# WHAT YOU NEED TO DO
Repeat, exactly and completely, the entries shown underneath.

::: DATASET CONTENT :::

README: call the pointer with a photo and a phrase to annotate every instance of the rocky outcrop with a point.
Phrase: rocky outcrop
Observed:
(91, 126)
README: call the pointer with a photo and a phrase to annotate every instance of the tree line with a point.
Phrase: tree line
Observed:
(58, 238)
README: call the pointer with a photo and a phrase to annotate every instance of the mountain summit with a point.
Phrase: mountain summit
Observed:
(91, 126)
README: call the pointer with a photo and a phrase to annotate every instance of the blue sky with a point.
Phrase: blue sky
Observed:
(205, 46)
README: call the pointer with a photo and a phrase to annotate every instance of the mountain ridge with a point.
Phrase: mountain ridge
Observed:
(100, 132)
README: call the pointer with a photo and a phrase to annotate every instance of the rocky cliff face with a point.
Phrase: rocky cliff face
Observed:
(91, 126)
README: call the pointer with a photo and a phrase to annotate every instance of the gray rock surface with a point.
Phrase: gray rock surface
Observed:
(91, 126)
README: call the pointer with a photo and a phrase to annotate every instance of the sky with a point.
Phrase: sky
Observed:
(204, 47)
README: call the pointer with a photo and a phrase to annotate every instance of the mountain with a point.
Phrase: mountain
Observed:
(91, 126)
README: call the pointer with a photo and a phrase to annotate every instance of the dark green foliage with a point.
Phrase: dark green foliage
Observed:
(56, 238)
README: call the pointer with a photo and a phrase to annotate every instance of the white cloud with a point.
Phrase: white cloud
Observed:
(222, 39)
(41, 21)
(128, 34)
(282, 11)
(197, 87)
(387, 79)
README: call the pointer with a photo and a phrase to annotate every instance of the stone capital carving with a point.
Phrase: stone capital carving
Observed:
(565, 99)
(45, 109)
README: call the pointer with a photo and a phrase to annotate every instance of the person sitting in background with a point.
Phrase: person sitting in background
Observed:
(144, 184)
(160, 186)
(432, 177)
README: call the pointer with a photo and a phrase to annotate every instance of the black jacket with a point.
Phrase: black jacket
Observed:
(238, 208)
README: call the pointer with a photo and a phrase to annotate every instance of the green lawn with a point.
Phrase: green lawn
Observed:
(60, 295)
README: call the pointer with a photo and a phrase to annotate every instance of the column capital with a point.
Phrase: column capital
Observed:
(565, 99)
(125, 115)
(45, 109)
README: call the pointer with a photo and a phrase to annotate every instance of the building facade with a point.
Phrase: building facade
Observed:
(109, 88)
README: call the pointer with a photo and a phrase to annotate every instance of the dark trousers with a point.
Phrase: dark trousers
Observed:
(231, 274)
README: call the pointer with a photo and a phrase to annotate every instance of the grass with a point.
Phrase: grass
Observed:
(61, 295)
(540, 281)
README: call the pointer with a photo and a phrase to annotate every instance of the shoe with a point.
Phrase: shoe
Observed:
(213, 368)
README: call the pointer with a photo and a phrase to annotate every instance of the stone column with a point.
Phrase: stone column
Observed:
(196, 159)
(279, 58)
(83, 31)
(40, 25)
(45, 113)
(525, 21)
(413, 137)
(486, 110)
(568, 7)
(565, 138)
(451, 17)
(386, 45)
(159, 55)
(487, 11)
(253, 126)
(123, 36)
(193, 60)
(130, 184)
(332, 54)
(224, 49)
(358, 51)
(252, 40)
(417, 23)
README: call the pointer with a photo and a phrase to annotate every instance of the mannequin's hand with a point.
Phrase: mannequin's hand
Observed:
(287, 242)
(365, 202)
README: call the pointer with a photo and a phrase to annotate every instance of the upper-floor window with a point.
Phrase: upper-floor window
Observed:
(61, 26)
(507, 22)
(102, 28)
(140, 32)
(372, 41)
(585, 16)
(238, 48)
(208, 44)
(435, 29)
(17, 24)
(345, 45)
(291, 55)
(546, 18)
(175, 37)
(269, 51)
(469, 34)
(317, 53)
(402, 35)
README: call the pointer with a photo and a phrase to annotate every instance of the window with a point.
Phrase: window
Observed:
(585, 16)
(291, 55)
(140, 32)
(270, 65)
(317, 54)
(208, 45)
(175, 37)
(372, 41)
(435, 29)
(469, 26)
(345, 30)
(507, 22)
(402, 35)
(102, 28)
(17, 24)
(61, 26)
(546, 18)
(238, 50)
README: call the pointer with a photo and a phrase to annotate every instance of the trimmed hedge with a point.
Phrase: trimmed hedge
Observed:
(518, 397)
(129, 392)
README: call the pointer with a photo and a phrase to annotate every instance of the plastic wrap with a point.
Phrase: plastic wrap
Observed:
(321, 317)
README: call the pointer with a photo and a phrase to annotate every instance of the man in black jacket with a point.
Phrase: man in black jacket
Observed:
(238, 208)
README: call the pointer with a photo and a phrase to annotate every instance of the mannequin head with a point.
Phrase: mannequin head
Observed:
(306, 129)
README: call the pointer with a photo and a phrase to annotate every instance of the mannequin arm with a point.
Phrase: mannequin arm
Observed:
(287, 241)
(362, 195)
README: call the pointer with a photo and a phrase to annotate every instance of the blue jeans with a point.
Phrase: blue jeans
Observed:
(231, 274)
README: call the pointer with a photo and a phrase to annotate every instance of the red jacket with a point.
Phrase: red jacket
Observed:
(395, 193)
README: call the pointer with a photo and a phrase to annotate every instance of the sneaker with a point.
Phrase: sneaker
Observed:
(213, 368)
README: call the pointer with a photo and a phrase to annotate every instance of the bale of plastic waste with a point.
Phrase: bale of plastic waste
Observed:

:::

# PROBLEM SOLUTION
README: call the pointer with a photo and a phrase to annotate every instance of the rocky outcrop with a point.
Phrase: rocky outcrop
Observed:
(91, 126)
README: call the pointer with a photo and a phrase to annotate every instance of the tree line with a point.
Phrase: tree line
Observed:
(58, 238)
README: call the pointer with a photo and a phrase to annotate every instance of the mountain summit with a point.
Phrase: mountain summit
Observed:
(91, 126)
README: call the pointer with a photo and a phrase to annotate every instance of the blue sky with a point.
Phrase: blue sky
Observed:
(205, 46)
README: call the pointer with a photo and a phrase to annotate every instance of the mountain ridge with a point.
Phrase: mountain ridge
Observed:
(100, 132)
README: call the pointer with a photo and a phrase to annotate every instance of the rocky cliff face with a point.
Phrase: rocky cliff face
Observed:
(91, 126)
README: call the pointer with a photo and a phrase to annotate every instance of the gray rock surface with a point.
Phrase: gray rock surface
Observed:
(91, 126)
README: call the pointer with a photo and a phrase to annotate every instance of the sky with a point.
Phrase: sky
Observed:
(204, 47)
README: call the pointer with a photo and a phrase to annotate every instance of the mountain with a point.
Phrase: mountain
Observed:
(91, 126)
README: call the pointer with a photo and a phrase to annotate every instance of the dark green foliage with a point.
Phrase: dark green foliage
Observed:
(56, 238)
README: call the pointer with a photo and a phrase to annotate every instance of the white cloud with a point.
Phrase: white cloud
Observed:
(222, 39)
(41, 21)
(128, 34)
(282, 11)
(197, 87)
(387, 79)
README: call the pointer with a photo and a phrase to annotate every instance of the stone capital carving with a point.
Phrase: stone capital carving
Observed:
(565, 99)
(45, 109)
README: call the pointer with a photo and a phrase to annotate every instance of the person sitting in background with a point.
Phrase: person sitting in background
Observed:
(144, 184)
(160, 186)
(432, 177)
README: call the pointer with a photo and a phrase to annotate every instance of the black jacket with a point.
Phrase: black jacket
Observed:
(238, 208)
README: call the pointer with a photo and a phrase to annotate every instance of the green lawn with a point.
Phrase: green lawn
Observed:
(60, 295)
README: call the pointer with a photo and a phrase to annotate every instance of the column capital with a point.
Phrase: column capital
Observed:
(565, 99)
(125, 115)
(45, 109)
README: call the pointer with a photo and a phrase to annotate every instance of the building facade with a point.
Phrase: building facade
Observed:
(109, 88)
README: call the pointer with a photo and a phrase to annotate every instance of the dark trousers with a point.
Phrase: dark trousers
Observed:
(231, 274)
README: call the pointer with a photo and a phrase to annotate every instance of the grass with a point.
Phrase: grass
Observed:
(61, 295)
(540, 281)
README: call the pointer with a photo and a phrase to annotate every instance of the shoe with a point.
Phrase: shoe
Observed:
(213, 368)
README: call the pointer with a photo and a phrase to annotate every instance of the stone column with a point.
Phrase: stone column
Observed:
(196, 159)
(279, 58)
(83, 31)
(40, 25)
(45, 113)
(525, 21)
(413, 137)
(486, 110)
(568, 7)
(565, 138)
(451, 17)
(386, 45)
(159, 55)
(487, 11)
(253, 126)
(123, 36)
(193, 60)
(130, 184)
(332, 54)
(224, 49)
(358, 51)
(252, 40)
(417, 23)
README: call the pointer with a photo and a phrase to annotate every instance of the mannequin's hand with a point.
Phrase: mannequin's hand
Observed:
(287, 242)
(365, 202)
README: call the pointer with a photo and a phrase to annotate every instance of the upper-floor window with a point.
Phrase: upper-floor window
Observed:
(61, 26)
(507, 22)
(102, 28)
(140, 32)
(372, 41)
(585, 16)
(238, 48)
(208, 44)
(435, 29)
(17, 24)
(345, 45)
(291, 55)
(546, 18)
(175, 37)
(269, 51)
(469, 34)
(317, 53)
(402, 35)
README: call the pointer with a photo and a phrase to annotate every instance of the window with a point.
Phrase: window
Observed:
(585, 16)
(291, 55)
(140, 32)
(270, 65)
(317, 54)
(208, 45)
(175, 37)
(372, 41)
(435, 29)
(469, 26)
(345, 30)
(507, 22)
(402, 35)
(102, 28)
(17, 24)
(61, 26)
(546, 18)
(238, 50)
README: call the pointer with a photo and a phrase to annotate every instance of the trimmed hedge with a point.
Phrase: trimmed hedge
Observed:
(518, 397)
(129, 392)
README: call the pointer with a photo and a phrase to annotate every instance of the plastic wrap with a point.
Phrase: plastic wrap
Observed:
(321, 317)
README: call the pointer with a photo and a phrase to annotate every instance of the man in black jacket with a point.
Phrase: man in black jacket
Observed:
(238, 208)
README: call the pointer with a photo and a phrase to annotate every instance of the mannequin head with a point.
Phrase: mannequin head
Observed:
(306, 129)
README: call the pointer with a photo and a phrase to annotate every instance of the mannequin arm with a point.
Phrase: mannequin arm
Observed:
(287, 241)
(362, 195)
README: call the pointer with a photo and a phrase to annotate every instance of the blue jeans with a point.
Phrase: blue jeans
Observed:
(231, 274)
README: call the pointer with a photo and a phrase to annotate every instance of the red jacket with a point.
Phrase: red jacket
Observed:
(395, 193)
README: call the pointer with a photo and a phrase to annotate every instance of the sneaker with a point.
Phrase: sneaker
Observed:
(213, 368)
README: call the pointer with a photo and a phrase to annotate every instance of the bale of plastic waste with a point.
Phrase: bale of plastic waste
Observed:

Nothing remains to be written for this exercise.